▶ [Source passage]
==================================================
George Simpkin
- Birth name: George Dreadon Simpkin
- Date of birth: 22 May 1943
- Place of birth: Northland, New Zealand
- Date of death: 7 May 2020 (aged 76)

Rugby union career

Amateur team(s)
- Years: Team / Apps / (Points)
- –: Matamata College /  / ()

Coaching career
- Years: Team
- 1976–1984: Waikato
- 1984–1990: Fiji 7s
- 1987–1991: Fiji
- 1993–1999: Hong Kong
- 1993–1999: Hong Kong 7s
- 1999–2000: Kandy
- 2002: China 7s
- 2003–2004: Sri Lanka
- 2006–2008: SC Frankfurt 1880
- 2010: Germany 7s
- 2017: Shandong Provincial Team

= George Simpkin =

New Zealand rugby union coach (1943–2020)

George Dreadon Simpkin (22 May 1943 – 7 May 2020) was a New Zealand rugby union coach, known for working with the national teams of Fiji, Hong Kong and Sri Lanka. He made a great contribution to the development of rugby union and rugby sevens in those countries.

==Biography==
===Early coaching career===
A native of Northland, he taught at Matamata College, where he began his coaching career in 1966 as a physical education teacher and Rugby coach, leading the Matamata College 1st XV on a groundbreaking (for a schoolboys team) tour of Wales at the end of 1974. At the time, the team was the holder of the Tricolour Trophy. Between 1976 and 1984. Simpkin coached Waikato and achieved 56 victories in a row. As part of the Waikato team, he advanced to the first division of the National Provincial Championship, winning in 1980 the Ranfurly Shield, beating the Auckland team.
In aggregate, under his leadership, Waikato played 152 matches in the provincial championship, winning 95 matches, drawing 3 and losing 54, among these, Waikato won a match against the French national team. Simpkin dreamed of one day becoming the head of All Blacks.

===Fiji===
Between 1987 and 1991, Simpkin coached the Fiji national team: in 1987 he took the team to the quarterfinals of the first world championship in tandem with Jo Sovau; in 1991 he coached alongside Samisoni Viriviri, however, the team did not get past the group stage. Simpkin also coached the Fiji Sevens team between 1984 and 1990, with which he won the annual Hong Kong Sevens in 1984 and 1990. It is believed that it was Simpkin who saw the talent of the future world star Waisale Serevi.

===Hong Kong and China===
In 1988–1999, he permanently worked in the Hong Kong Rugby Football Union, developing rugby in China and organizing the first matches among the PLA military personnel in Hong Kong after the British transfer of Hong Kong to China in 1997. His contribution to the development of Hong Kong rugby is highly regarded in the country: Simpkin helped the Hong Kong tournament acquire the status of the most prestigious, creating a number of rugby clubs (Hong Kong Dragons, Gai Wu, Tigers, Bulls, Nomads, Typhoons).
==================================================
▶ [Study material]

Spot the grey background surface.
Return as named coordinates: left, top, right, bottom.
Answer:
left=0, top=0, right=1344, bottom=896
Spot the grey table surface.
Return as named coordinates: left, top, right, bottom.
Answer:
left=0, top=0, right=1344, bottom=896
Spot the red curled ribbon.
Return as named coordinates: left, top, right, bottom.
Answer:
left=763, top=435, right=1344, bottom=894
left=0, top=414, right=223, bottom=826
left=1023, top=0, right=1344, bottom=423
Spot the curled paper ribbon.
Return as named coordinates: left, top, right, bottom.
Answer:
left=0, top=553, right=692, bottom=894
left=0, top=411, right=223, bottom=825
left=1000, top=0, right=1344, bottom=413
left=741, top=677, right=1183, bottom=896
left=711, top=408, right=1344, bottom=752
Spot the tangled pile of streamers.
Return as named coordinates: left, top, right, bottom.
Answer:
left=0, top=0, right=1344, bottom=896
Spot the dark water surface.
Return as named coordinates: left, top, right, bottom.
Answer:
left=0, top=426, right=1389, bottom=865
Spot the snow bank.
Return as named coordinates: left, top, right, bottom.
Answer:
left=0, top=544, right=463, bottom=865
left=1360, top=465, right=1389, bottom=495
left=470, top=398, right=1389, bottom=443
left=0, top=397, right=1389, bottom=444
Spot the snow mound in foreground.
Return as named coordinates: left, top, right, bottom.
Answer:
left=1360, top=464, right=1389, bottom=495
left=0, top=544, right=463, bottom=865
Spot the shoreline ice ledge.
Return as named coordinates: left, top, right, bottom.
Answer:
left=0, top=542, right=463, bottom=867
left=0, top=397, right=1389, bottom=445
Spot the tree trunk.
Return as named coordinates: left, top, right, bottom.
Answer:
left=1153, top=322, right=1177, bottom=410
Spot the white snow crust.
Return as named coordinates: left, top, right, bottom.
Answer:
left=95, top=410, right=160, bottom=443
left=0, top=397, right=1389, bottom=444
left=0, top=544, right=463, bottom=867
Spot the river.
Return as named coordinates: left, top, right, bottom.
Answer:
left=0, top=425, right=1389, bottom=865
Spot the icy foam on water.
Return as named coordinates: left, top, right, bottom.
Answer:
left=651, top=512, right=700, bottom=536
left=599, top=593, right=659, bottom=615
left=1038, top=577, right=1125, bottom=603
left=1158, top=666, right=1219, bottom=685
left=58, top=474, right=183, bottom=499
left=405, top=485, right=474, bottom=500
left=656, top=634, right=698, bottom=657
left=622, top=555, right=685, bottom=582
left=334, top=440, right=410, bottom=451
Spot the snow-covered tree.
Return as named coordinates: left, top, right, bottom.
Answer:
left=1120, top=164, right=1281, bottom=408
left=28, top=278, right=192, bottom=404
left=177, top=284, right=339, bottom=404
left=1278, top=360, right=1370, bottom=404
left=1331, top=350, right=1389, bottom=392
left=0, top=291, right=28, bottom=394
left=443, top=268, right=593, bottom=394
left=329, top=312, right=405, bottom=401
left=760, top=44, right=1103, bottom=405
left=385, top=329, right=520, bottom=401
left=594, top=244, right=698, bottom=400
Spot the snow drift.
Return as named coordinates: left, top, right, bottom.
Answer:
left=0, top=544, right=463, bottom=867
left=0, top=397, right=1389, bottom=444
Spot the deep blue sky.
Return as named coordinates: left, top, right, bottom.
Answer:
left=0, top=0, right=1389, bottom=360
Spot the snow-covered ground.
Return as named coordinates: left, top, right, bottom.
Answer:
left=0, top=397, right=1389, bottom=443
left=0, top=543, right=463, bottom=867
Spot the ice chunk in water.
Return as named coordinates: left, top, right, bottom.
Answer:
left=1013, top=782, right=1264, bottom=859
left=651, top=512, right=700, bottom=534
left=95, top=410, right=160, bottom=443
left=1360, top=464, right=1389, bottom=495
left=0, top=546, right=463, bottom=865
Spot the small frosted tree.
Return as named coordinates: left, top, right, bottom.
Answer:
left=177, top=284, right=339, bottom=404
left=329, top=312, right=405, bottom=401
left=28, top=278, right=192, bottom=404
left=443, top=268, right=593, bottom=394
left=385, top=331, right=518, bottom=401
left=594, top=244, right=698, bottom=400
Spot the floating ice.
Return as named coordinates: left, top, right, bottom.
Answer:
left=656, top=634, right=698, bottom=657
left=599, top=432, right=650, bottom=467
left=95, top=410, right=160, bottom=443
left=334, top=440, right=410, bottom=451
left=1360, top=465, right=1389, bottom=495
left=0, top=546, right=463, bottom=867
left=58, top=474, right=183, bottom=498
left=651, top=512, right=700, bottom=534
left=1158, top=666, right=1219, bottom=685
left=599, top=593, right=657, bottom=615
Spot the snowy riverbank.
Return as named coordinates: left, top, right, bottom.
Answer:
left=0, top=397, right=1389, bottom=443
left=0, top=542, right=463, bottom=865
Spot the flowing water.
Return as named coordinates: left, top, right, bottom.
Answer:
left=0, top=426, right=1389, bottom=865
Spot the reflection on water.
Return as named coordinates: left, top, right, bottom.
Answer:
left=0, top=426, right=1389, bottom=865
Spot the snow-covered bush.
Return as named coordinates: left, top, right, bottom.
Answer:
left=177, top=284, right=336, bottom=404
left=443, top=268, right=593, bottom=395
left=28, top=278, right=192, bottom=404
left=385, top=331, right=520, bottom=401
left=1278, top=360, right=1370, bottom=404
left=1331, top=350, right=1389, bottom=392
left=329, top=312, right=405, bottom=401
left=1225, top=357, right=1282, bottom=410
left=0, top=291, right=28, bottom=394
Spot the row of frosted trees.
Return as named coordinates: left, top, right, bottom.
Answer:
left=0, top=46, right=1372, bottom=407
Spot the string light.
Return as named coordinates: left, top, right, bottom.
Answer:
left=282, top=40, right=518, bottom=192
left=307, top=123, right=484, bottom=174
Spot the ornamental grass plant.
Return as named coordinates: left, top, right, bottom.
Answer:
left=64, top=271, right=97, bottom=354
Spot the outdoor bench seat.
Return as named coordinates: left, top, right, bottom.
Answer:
==================================================
▶ [Work order 1]
In the George Simpkin biography, what trophy did Waikato win in 1980, and which team did it beat?
▶ [Work order 2]
Write the next part of the George Simpkin biography, starting after its last sentence.
None of the data is needed here.

▶ [Exercise answer 1]
Waikato won the Ranfurly Shield in 1980, beating Auckland.

▶ [Exercise answer 2]
===Sri Lanka===
For some time, Simpkin also worked with the national teams of Sri Lanka, raising the level of development of sports in the country. The rugby union team under his leadership won for the first time in a test match played away against Kazakhstan. In 2003, thanks to his efforts, the first Carlton Super Sevens tournament was held in Sri Lanka.

===End of career===
Later, Simpkin coached the German club SC Frankfurt 1880 in the 2006–07 season. In 2010, he led the Germany sevens team, which he was preparing for the 2016 Olympic Games in Rio de Janeiro.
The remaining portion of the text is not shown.